List each line of the material below that contains the string "covered". Case counts.
++++++++++
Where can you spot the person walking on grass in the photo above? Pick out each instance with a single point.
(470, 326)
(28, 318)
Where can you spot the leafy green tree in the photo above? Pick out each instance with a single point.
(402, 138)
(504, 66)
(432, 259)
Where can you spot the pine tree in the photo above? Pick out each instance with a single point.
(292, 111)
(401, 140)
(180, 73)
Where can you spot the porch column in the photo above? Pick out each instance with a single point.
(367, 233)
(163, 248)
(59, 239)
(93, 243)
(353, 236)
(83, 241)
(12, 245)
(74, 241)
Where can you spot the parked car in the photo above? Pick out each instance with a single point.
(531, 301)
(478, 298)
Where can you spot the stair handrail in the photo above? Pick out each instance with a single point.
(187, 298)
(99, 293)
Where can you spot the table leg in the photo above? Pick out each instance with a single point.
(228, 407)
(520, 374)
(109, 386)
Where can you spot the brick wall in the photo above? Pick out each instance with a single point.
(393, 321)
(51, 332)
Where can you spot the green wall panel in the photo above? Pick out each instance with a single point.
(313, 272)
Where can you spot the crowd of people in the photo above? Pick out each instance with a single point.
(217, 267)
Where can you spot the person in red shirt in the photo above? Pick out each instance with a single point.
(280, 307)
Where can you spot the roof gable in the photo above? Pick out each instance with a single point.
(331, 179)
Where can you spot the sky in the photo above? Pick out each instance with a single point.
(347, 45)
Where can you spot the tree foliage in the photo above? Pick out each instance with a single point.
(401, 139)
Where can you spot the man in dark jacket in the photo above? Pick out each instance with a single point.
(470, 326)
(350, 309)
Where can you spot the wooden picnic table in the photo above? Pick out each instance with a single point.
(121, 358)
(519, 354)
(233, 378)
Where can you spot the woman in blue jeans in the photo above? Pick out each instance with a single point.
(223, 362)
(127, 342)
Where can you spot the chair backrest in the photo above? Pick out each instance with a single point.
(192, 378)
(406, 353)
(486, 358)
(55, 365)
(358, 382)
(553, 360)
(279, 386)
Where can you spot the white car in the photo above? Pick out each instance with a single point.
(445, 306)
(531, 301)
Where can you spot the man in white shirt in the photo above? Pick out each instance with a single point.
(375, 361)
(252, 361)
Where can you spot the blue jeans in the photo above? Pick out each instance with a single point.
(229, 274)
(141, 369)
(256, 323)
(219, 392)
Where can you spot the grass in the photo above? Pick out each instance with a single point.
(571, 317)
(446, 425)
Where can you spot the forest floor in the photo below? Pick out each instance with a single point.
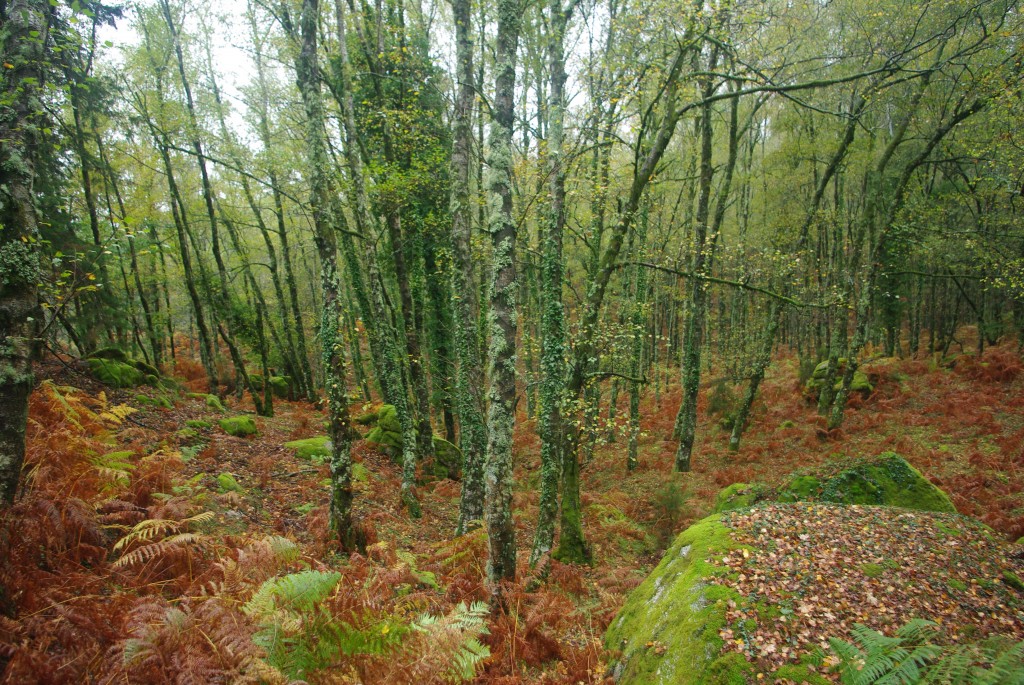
(70, 605)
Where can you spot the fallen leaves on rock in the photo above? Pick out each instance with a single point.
(817, 569)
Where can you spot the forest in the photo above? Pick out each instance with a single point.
(437, 341)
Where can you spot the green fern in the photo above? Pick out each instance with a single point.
(469, 623)
(299, 634)
(909, 658)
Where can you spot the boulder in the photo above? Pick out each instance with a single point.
(311, 448)
(668, 631)
(239, 426)
(736, 594)
(116, 374)
(887, 480)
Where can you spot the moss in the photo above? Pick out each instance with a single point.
(280, 386)
(116, 374)
(799, 674)
(801, 489)
(367, 418)
(145, 368)
(227, 483)
(359, 474)
(155, 400)
(112, 353)
(186, 434)
(239, 426)
(889, 481)
(872, 570)
(448, 460)
(729, 669)
(738, 496)
(311, 448)
(1012, 580)
(678, 605)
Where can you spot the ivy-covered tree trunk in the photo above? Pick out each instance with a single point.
(24, 37)
(553, 372)
(326, 223)
(758, 375)
(502, 316)
(382, 337)
(469, 379)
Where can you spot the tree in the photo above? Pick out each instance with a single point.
(502, 314)
(24, 38)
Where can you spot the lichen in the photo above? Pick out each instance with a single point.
(239, 426)
(686, 616)
(311, 448)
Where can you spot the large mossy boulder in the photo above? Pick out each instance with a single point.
(116, 374)
(668, 631)
(311, 448)
(888, 480)
(387, 432)
(861, 381)
(113, 367)
(239, 426)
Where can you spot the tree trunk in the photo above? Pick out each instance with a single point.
(23, 48)
(501, 415)
(326, 222)
(469, 380)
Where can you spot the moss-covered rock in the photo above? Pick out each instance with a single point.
(861, 381)
(111, 353)
(281, 386)
(387, 432)
(448, 460)
(239, 426)
(668, 631)
(888, 480)
(155, 400)
(227, 483)
(800, 488)
(116, 374)
(739, 496)
(311, 448)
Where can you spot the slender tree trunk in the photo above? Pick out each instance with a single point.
(553, 372)
(501, 415)
(23, 48)
(326, 223)
(469, 379)
(760, 365)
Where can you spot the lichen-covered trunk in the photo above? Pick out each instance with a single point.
(472, 430)
(693, 315)
(326, 222)
(23, 39)
(502, 314)
(758, 375)
(553, 371)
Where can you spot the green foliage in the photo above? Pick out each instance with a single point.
(316, 450)
(910, 657)
(239, 426)
(301, 634)
(227, 483)
(116, 374)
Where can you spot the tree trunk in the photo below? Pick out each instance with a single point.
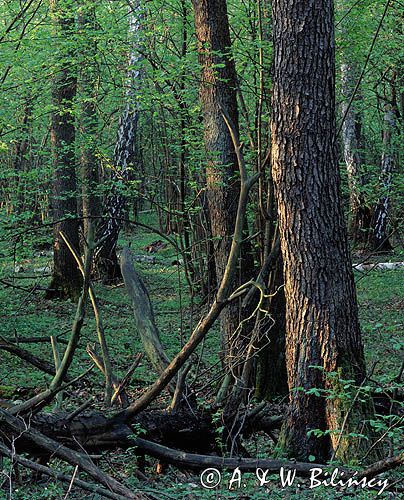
(124, 159)
(66, 279)
(351, 138)
(323, 339)
(218, 96)
(380, 236)
(90, 177)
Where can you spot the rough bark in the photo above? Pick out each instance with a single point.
(380, 236)
(218, 96)
(322, 328)
(89, 162)
(351, 138)
(144, 315)
(124, 158)
(66, 278)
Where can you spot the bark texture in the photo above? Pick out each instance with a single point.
(89, 162)
(380, 237)
(66, 279)
(124, 158)
(322, 328)
(218, 96)
(351, 138)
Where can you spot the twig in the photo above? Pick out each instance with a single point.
(100, 328)
(127, 377)
(57, 475)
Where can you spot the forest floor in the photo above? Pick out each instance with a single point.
(26, 313)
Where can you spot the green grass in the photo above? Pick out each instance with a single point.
(380, 297)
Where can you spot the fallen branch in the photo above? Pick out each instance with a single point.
(303, 469)
(54, 448)
(143, 314)
(201, 462)
(42, 469)
(382, 466)
(33, 360)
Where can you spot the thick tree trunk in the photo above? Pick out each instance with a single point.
(66, 279)
(323, 339)
(218, 96)
(351, 138)
(124, 159)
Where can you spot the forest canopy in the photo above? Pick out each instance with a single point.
(201, 248)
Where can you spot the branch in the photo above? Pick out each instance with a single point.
(42, 469)
(64, 453)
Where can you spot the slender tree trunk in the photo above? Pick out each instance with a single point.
(22, 158)
(323, 338)
(66, 279)
(90, 171)
(380, 236)
(351, 138)
(124, 159)
(218, 96)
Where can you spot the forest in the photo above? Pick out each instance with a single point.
(201, 249)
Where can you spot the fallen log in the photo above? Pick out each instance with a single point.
(43, 469)
(33, 360)
(19, 429)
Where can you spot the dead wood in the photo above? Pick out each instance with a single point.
(20, 429)
(33, 360)
(42, 469)
(143, 313)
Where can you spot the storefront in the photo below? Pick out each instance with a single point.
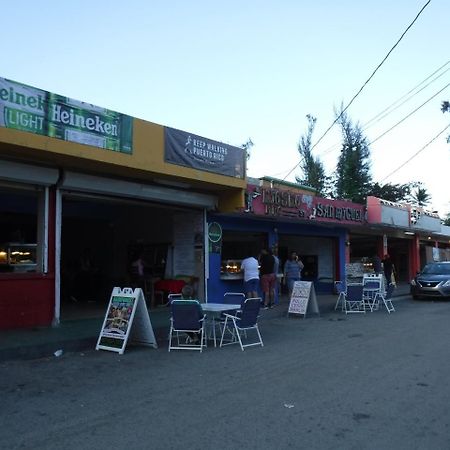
(283, 217)
(81, 183)
(410, 234)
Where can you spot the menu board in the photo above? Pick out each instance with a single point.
(126, 316)
(303, 299)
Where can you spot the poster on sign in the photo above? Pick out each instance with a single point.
(126, 319)
(303, 299)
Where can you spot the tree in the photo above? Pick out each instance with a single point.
(445, 107)
(392, 192)
(446, 221)
(312, 168)
(419, 194)
(247, 146)
(353, 179)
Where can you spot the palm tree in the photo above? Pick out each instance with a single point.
(419, 195)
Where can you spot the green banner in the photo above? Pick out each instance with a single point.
(36, 111)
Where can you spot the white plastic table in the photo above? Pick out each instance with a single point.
(215, 310)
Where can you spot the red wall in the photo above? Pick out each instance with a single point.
(26, 300)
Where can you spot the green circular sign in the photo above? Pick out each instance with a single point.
(214, 232)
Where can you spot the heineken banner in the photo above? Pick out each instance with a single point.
(36, 111)
(186, 149)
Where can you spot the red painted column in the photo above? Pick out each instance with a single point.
(414, 256)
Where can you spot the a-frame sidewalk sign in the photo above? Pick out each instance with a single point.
(126, 320)
(303, 299)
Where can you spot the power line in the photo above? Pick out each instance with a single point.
(366, 82)
(415, 154)
(409, 115)
(391, 109)
(377, 116)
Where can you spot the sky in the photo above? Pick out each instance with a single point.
(238, 70)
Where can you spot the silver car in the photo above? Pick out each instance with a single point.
(432, 281)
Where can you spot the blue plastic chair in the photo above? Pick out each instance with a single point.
(239, 324)
(354, 302)
(188, 319)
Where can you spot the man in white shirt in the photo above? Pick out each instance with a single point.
(250, 267)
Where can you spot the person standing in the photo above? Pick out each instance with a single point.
(388, 269)
(292, 271)
(250, 267)
(276, 270)
(268, 278)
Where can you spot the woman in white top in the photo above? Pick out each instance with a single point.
(250, 267)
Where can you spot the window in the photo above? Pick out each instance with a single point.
(21, 228)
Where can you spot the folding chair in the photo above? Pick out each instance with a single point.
(172, 297)
(243, 321)
(386, 297)
(340, 289)
(229, 298)
(187, 318)
(233, 298)
(354, 302)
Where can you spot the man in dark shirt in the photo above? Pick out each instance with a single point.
(268, 277)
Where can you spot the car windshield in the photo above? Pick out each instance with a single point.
(437, 269)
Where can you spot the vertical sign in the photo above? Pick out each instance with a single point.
(215, 237)
(126, 316)
(303, 299)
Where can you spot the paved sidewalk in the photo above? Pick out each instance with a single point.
(82, 334)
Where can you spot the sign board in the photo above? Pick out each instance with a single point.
(126, 319)
(190, 150)
(303, 299)
(215, 237)
(26, 108)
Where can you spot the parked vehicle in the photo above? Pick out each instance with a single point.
(432, 282)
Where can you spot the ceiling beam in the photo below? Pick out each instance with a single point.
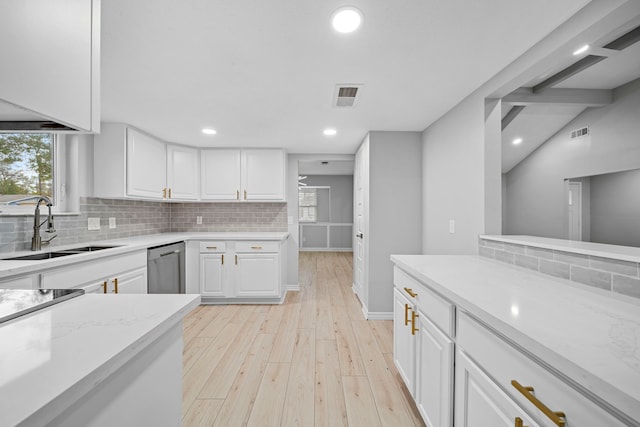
++++++++++
Final result:
Where can you spot the ivy-covered tree trunk in the photo above? Pick out each instance with a single point.
Where can you spot the moss-covered rock in the photo above? Pick out each instance with a single point.
Where can you spot the lichen-covered trunk in the photo above? Pick out each instance with a single point.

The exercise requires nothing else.